Image point grounding data:
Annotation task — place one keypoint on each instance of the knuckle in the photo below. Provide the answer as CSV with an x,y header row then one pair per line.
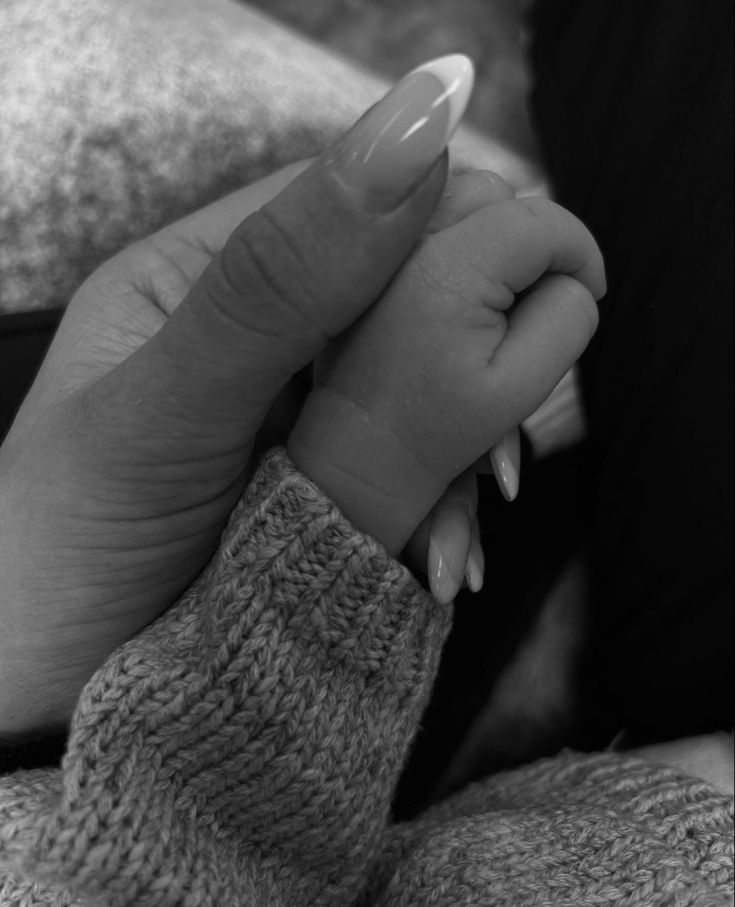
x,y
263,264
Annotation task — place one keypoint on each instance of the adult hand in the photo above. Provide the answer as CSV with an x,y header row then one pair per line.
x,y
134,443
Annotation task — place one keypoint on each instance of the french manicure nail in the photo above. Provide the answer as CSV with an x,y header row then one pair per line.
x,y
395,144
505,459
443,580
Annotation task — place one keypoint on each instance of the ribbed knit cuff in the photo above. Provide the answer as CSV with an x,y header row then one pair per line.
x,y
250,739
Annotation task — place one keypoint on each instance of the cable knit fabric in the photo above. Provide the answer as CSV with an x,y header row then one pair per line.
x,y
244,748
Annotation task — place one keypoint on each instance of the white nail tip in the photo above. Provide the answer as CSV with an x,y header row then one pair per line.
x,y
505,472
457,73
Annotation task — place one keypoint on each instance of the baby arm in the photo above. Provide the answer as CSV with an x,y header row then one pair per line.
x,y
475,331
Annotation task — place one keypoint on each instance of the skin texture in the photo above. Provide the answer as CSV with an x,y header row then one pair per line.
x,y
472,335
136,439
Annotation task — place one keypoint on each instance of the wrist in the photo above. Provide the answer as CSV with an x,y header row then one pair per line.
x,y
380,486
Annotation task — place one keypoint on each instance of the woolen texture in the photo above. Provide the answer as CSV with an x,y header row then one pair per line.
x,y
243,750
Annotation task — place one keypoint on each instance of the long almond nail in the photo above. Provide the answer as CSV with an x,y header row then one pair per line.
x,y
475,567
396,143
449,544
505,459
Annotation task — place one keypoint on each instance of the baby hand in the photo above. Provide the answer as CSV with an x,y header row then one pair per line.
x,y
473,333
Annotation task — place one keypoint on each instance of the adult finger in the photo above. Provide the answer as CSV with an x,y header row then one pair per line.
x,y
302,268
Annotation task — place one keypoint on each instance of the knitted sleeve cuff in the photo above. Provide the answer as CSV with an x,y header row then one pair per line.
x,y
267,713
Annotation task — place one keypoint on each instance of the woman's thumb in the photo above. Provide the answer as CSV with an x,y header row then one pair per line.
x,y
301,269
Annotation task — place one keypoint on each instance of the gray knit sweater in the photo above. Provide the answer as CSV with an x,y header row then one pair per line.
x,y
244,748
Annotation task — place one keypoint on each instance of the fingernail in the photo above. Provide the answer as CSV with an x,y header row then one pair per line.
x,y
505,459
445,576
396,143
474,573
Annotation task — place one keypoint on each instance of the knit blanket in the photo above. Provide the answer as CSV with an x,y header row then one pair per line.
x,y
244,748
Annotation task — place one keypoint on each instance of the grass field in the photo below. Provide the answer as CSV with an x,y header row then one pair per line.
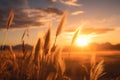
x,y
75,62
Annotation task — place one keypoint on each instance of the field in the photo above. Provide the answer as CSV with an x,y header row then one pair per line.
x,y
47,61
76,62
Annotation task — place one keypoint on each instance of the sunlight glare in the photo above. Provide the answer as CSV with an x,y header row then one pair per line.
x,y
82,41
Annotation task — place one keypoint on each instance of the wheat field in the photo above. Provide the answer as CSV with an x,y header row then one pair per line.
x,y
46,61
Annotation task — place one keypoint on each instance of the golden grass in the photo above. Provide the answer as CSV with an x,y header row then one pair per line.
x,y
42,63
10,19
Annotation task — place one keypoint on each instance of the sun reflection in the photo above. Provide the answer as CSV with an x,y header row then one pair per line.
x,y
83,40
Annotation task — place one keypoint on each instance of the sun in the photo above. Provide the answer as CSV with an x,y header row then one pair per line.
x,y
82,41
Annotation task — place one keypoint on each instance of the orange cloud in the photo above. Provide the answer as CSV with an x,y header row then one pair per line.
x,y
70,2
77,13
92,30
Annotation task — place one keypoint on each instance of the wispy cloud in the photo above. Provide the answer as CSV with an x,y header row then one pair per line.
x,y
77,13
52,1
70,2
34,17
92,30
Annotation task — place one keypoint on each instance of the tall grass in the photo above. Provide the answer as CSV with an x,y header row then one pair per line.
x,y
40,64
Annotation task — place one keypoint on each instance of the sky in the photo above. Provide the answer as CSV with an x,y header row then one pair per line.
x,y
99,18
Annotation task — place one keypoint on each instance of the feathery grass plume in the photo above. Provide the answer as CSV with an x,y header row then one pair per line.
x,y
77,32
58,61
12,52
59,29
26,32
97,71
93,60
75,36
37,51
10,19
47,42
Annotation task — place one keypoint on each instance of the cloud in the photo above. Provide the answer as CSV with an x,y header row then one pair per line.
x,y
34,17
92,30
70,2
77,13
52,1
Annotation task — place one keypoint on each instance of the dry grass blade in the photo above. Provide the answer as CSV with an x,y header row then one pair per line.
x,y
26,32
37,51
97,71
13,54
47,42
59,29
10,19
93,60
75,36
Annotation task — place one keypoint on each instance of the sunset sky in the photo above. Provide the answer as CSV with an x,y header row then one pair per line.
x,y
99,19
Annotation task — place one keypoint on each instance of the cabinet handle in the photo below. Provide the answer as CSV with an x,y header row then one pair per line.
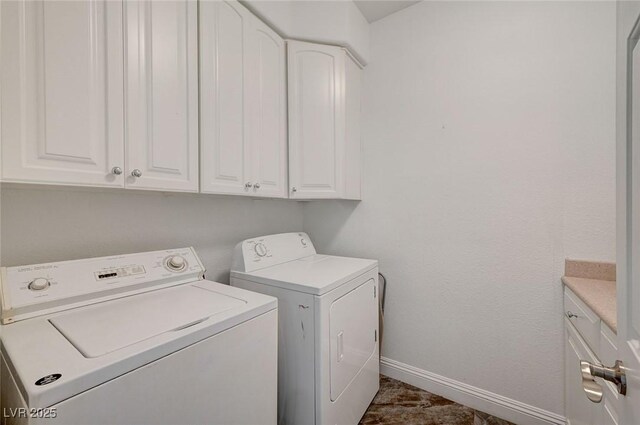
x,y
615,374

§ TASK: Since only the text is wanted, repeat all the records above exactly and omit the pictures.

§ RESULT BELOW:
Annotation task — place one keypoint on each instance of the knuckle in the photo below. Provide the answer as CSV with an x,y header row then one pair per line.
x,y
263,264
Annotation task — place one keypoint on each instance of the adult hand in the photo above. Provide the answer as CSV with an x,y header row then one pair per line.
x,y
134,443
Annotation task — place one keypoint on each instance of the french manicure nail in the photo above. Provide the answer as CSV with an x,y header row then one pair per line.
x,y
395,144
505,459
443,580
Annotation task — place one keypoint on each instance of the ribbed knit cuff in the photo above. Provide the answer as CSV with an x,y header row then one pair per line.
x,y
250,739
Annotation task — place one keypoint on each instance of the cable knit fabric in the photo above. Provide the answer as CSV with an x,y header row then one pair per line.
x,y
244,748
Annotation task — place one keypoint on each instance of the white nail tip in the photo above. Provide the answer as CSV with an x,y header row then one pair per line.
x,y
505,472
457,73
Annotation task — place one keypoint on each instance of the baby arm in the photo above. Provide the answer as CSV with an x,y header row then one pair per line.
x,y
475,331
Annotation task — place one keypoint on each instance of the skin texture in the photo above. Provide the answer as CSV with an x,y header row then one pair per line.
x,y
472,335
136,439
Annotation task — place one keypoint on each instance of the wrist in the photo above. Provide the answer as CSV with an x,y header row then one pair per line.
x,y
380,486
Annotation task — place one keypoint on each instance of the woolen texture in the photo above. Provide the answer as CSV with an x,y header row then one pair per line.
x,y
243,750
Annotation task — place one keypoint on each instance of the long almond nail in the photo above. Provide the answer as CSV with an x,y header row then one pair per line.
x,y
475,567
396,143
449,544
505,459
Annotation task — place one keypoint on each instance of the baby hand in the photo above. Provide the answer as CSV with an x,y header row then one pair per line.
x,y
473,333
Annotation task — place one keypoint on each instance of the adult finger in the photo above. Provide the answer as CSV with an x,y header row then one pair per line.
x,y
302,268
Annotation task — place one keypoint on each instance of the knitted sleeve cuff in the photo above. Provide the answer as CSV with an x,y header row then one pair per line.
x,y
267,713
Annotation task — place one keypoint on each instance of the woman's thumb in the photo above. Provide the answer as CSV with an x,y header row then one pair per line.
x,y
301,269
Annotation task — place one keypoint on each instance of the gray knit sweater in the photo above. Provide the answer as CSV with an x,y header row then one pair per line.
x,y
244,748
Annotation task — place one keypoint on each instance of the fingernail in the photo above. Provide the answer as CSV with an x,y header row then one pair per line.
x,y
505,459
445,576
396,143
474,573
Annotation task — place one keypoint on each instance of the knit blanket in the photo above. Provide the answer as CSV with an x,y header row then one pair per line.
x,y
244,748
Annotation task — place one keypoint on each instance of the grass field in the photo below. Provide the answer as CSV with an x,y header row then one pair per line.
x,y
75,62
Annotation task — place one keypoint on each instance of the field in the photo above. Provide the answer as CSV with an x,y header row then one pair per line.
x,y
47,61
76,62
Annotation task — place one keypoint on each instance of the sunlight glare in the photo above. Provide the answer as CSV with an x,y header row then one pair per line.
x,y
82,41
Annotation task — place one keypoint on each instance of the wheat field in the photo above. Provide the answer as CSV with an x,y header row then one pair per line.
x,y
46,61
Annotation task — place one keypoint on each instance of the golden grass in the photo above. Provide the answer as CSV with an x,y header row then one pair per line.
x,y
42,63
10,19
Annotation task — place one keypoint on each instance of the sun reflection in the photo above. Provide the answer as CSV with an x,y header row then one pair per line.
x,y
83,40
Annotation task — place one keypoint on each instance of the sun in the photo above. Provide the answer as CSV with an x,y header row then one pair per line.
x,y
82,41
Annotation task — place one keypoint on each instance of the orange cloud in the photo above. Provide the answer as CSV with an x,y header row then one pair per line.
x,y
70,2
77,13
92,30
Annotation task — place one keypoint on each instance of the wispy cloud in the photo above. Provide the answer as CSV with an x,y header row then one pair per line.
x,y
77,13
52,1
70,2
34,17
92,30
Annotation task — place one keypoint on each instance of the tall grass in the photo above. Provide the answer as CSV with an x,y header row then one pair per line.
x,y
40,64
Annotation task — place one keypoint on each instance of the sky in the photo above. Provide the answer as CSV with an x,y header row then one pair per line.
x,y
99,18
Annotation task — place one keypoint on each instance of the feathery grass plume in the photo above. Provide the answer as CSV with an x,y header row then one pair per line.
x,y
77,32
58,61
12,52
59,29
26,32
97,71
93,60
75,36
37,51
10,19
47,42
Annotation task — place one keypoint on each instance of the cloud in the photo above. Provide the answer as CSV with an x,y header row then one pair per line.
x,y
34,17
92,30
70,2
77,13
52,1
Annotation task — place one keypoint on each instance of the dry grass blade in the photo above. Provide the answer as CSV with an x,y header row then one pair per line.
x,y
26,32
37,51
97,71
13,54
47,42
59,29
10,19
93,60
75,36
Annotation task — place one keypoint on each instance of the sunset sky in the photo above. Provide the answer as CSV with an x,y header row then one pair per line.
x,y
99,19
Annotation task — place one keypoint on each instance of the cabinet handle in the photo below. Provide the answer as CSV with an x,y header row then one pair per line.
x,y
615,374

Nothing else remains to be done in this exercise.